DIRECTIVE A = Extract every line of the listing below that contains the string "vegetation".

☆ ☆ ☆ ☆ ☆

San Miguel Food and Beverage, Inc. (formerly San Miguel Pure Foods Company, Inc.) is a Philippine food and beverage company headquartered in Pasig, Metro Manila. It is the largest food and beverage company in the Philippines, with nearly 3,000 employees deployed in a nationwide network of offices, farms, manufacturing, processing and distribution facilities. The company is a subsidiary of San Miguel Corporation (SMC).

History
The company was incorporated in 1956 as Pure Foods Corporation, a manufacturer of processed meats marketed under the Purefoods brand name. Ayala Corporation acquired substantial shares in the company in 1965 and majority control in 1981.

In 2001, San Miguel Corporation (SMC) acquired Pure Foods Corporation from Ayala Corporation. Following the acquisition, the entire food division of SMC was consolidated under Pure Foods Corporation and the company was renamed San Miguel Pure Foods Company, Inc. Its integrated operations range from breeding, contract growing, processing, and marketing of chicken, pork and beef to the manufacture of refrigerated, canned and ready-to-cook meat products, ice cream, butter, cheese, margarine, oils and fats, as well as animal and aquatic feeds. It holds in its portfolio some of the most formidable brands in the Philippine food industry. Sixty per cent of its sales comes from poultry, feeds and meats; branded businesses, processed meats, coffee and dairy; and flour. As at July 16, 2013, San Miguel Pure Foods had a market share of over 40%, and is the Philippines' leading poultry producer.

☆ ☆ ☆ ☆ ☆

DIRECTIVE B = Edit the San Miguel Food and Beverage text above, starting with "San Miguel Food" and going on through "control in 1981.", and replace "nearly" with "about".

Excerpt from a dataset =
☆ ☆ ☆ ☆ ☆

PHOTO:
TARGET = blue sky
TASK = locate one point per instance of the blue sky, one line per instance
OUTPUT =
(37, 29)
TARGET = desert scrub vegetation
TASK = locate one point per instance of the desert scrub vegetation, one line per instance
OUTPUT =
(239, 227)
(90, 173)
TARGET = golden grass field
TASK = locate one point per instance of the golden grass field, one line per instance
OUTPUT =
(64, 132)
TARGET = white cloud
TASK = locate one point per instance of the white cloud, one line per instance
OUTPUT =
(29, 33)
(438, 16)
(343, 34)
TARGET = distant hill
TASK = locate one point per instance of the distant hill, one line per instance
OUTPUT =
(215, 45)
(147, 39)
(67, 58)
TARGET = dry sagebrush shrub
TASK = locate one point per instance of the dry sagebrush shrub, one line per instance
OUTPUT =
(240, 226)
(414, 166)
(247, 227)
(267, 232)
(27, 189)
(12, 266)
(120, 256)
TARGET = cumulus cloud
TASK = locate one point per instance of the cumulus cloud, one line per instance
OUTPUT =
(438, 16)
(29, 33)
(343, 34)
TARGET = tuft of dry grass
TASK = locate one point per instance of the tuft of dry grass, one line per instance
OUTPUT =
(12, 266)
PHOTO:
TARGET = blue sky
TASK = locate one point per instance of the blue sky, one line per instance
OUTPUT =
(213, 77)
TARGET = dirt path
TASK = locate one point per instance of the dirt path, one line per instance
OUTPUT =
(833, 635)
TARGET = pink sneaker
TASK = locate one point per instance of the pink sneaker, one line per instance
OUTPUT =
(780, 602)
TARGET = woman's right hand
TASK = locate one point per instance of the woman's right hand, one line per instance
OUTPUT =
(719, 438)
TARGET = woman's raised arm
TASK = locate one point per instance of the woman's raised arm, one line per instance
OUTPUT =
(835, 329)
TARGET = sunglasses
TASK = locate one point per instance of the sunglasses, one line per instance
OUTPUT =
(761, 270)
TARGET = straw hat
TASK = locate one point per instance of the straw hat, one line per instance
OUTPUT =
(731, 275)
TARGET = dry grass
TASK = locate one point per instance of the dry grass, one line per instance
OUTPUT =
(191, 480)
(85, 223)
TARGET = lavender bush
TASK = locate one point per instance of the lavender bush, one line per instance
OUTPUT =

☆ ☆ ☆ ☆ ☆

RESPONSE A =
TARGET = desert scrub vegetation
TASK = locate one point per instance of the desert scrub vegetation, one line per instance

RESPONSE B =
San Miguel Food and Beverage, Inc. (formerly San Miguel Pure Foods Company, Inc.) is a Philippine food and beverage company headquartered in Pasig, Metro Manila. It is the largest food and beverage company in the Philippines, with about 3,000 employees deployed in a nationwide network of offices, farms, manufacturing, processing and distribution facilities. The company is a subsidiary of San Miguel Corporation (SMC).

History
The company was incorporated in 1956 as Pure Foods Corporation, a manufacturer of processed meats marketed under the Purefoods brand name. Ayala Corporation acquired substantial shares in the company in 1965 and majority control in 1981.